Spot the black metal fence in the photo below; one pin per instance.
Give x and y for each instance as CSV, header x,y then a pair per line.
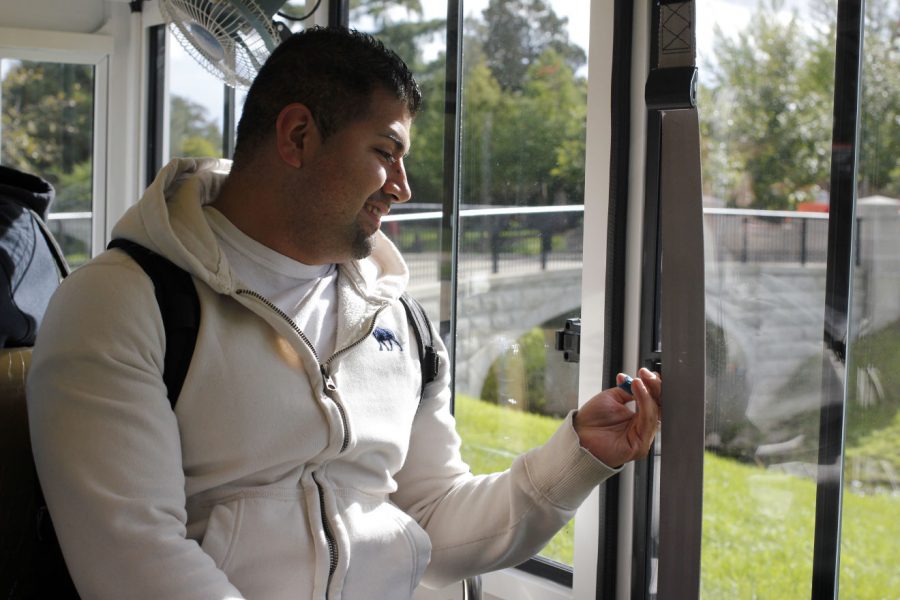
x,y
511,240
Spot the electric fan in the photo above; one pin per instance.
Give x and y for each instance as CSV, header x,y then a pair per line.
x,y
230,38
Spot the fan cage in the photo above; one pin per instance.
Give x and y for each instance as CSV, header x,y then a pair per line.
x,y
232,42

◇ ◇ ◇ ◇ ◇ ◇ ◇

> _EXERCISE DIRECTIONS_: Reproduce every row above word for word, leaving out the picture.

> _TASK ANSWER_:
Spot the black metal fence in the photo below; one pin per instance.
Give x and y for each instance as CSV, header x,y then a pair per line.
x,y
511,240
Spot the electric fan in the photo above; one pin per instance.
Give x and y for each instance as CSV, header x,y then a pair per line.
x,y
230,38
Spot the fan cage in the photo above; one pin per instance.
Give x and y for each instance as CSV, header x,y then a pair per line.
x,y
232,42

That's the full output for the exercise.